Source extract »
========================================
Following a successful performance while performing at the Motortown Revue, the Vandellas scored a moderate hit on the Hot 100 and a major R&B hit with their second single, "Come and Get These Memories". The song, one of the first major compositions by the team of Holland-Dozier-Holland, charted at the top ten of the American R&B singles chart. The group's second hit, "(Love Is Like a) Heat Wave", helped the group to distinguish themselves from the other girl groups on the label, such as The Supremes and Marvelettes, by showing they were capable of rougher, brassier, and grittier sounds.

After "Quicksand" gave the group a third top forty pop hit, Beard left to start a family with her new spouse. Reeves recruited a former member of the Velvelettes, Betty Kelly, to replace her.

With Kelly, the group continued their success with signature songs "Dancing in the Street", "Nowhere to Run", "I'm Ready for Love", and "Jimmy Mack". Ashford remained in the group when Kelly was replaced by Martha's sister Lois Reeves in 1967, but finally left in 1969. She was replaced by yet another Velvelette, Sandra Tilley. Ashford married (last name, Holmes) and began a career with the local Detroit telephone company. In the mid-1980s, she reunited with Martha and Beard for a UK tour and recordings on Ian Levine's "Motor City Records." In 2005, the three performed in Atlantic City at the Vocal Group Hall of Fame induction ceremonies and a week later in the Baltimore/Washington area. Ashford-Holmes and Beard periodically performed as "The Original Vandellas".
========================================
(Dataset entries)
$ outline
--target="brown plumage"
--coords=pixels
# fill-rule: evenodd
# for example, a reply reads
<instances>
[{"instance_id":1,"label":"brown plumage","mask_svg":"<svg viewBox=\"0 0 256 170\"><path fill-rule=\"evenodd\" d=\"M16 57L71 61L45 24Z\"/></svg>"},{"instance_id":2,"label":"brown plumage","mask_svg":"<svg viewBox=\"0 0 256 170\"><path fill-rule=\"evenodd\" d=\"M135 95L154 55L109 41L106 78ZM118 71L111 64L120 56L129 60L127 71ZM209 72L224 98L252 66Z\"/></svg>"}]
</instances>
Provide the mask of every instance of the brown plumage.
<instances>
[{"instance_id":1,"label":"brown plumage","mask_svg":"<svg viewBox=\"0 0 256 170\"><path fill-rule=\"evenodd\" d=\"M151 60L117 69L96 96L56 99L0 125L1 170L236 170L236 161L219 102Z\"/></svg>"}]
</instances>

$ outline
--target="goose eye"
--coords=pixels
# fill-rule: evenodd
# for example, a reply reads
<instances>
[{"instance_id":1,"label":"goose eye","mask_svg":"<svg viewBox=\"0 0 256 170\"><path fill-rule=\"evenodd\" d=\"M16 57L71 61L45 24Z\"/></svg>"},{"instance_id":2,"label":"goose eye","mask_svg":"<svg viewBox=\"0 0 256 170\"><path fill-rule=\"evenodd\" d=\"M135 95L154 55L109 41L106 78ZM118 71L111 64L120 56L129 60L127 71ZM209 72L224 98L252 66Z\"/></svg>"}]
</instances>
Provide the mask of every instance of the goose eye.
========================================
What to work on »
- a) How would you render this sentence from the Vandellas passage in Spanish: "Reeves recruited a former member of the Velvelettes, Betty Kelly, to replace her."
- b) Can you set down, word for word, the portion of the Vandellas passage that opens with the words containing "Following a successful" and closes with "and grittier sounds."?
- c) Would you take the account of the Vandellas further, picking up right after its final sentence?

Responses to the exercise »
- a) Reeves reclutó a una antigua integrante de las Velvelettes, Betty Kelly, para reemplazarla.

- b)
Following a successful performance while performing at the Motortown Revue, the Vandellas scored a moderate hit on the Hot 100 and a major R&B hit with their second single, "Come and Get These Memories". The song, one of the first major compositions by the team of Holland-Dozier-Holland, charted at the top ten of the American R&B singles chart. The group's second hit, "(Love Is Like a) Heat Wave", helped the group to distinguish themselves from the other girl groups on the label, such as The Supremes and Marvelettes, by showing they were capable of rougher, brassier, and grittier sounds.

- c)
== Later years ==
In 1978, Ashford joined Reeves and Beard in a reunion performance for a benefit concert for actor Will Geer. Eleven years later, the three original Vandellas recorded the single, "Step Into My Shoes" for the London-based Motorcity Records label. Within years, Ashford and Beard have continued to perform often billing themselves as The Original Vandellas with lead vocalist, Roschelle Laughhunn; rarely reuniting with Reeves. In 1995, she was inducted to the Rock & Roll Hall of Fame as member of Martha and the Vandellas.

Ashford died in the Redford suburb of Detroit, on September 15, 2026, at the age of 83.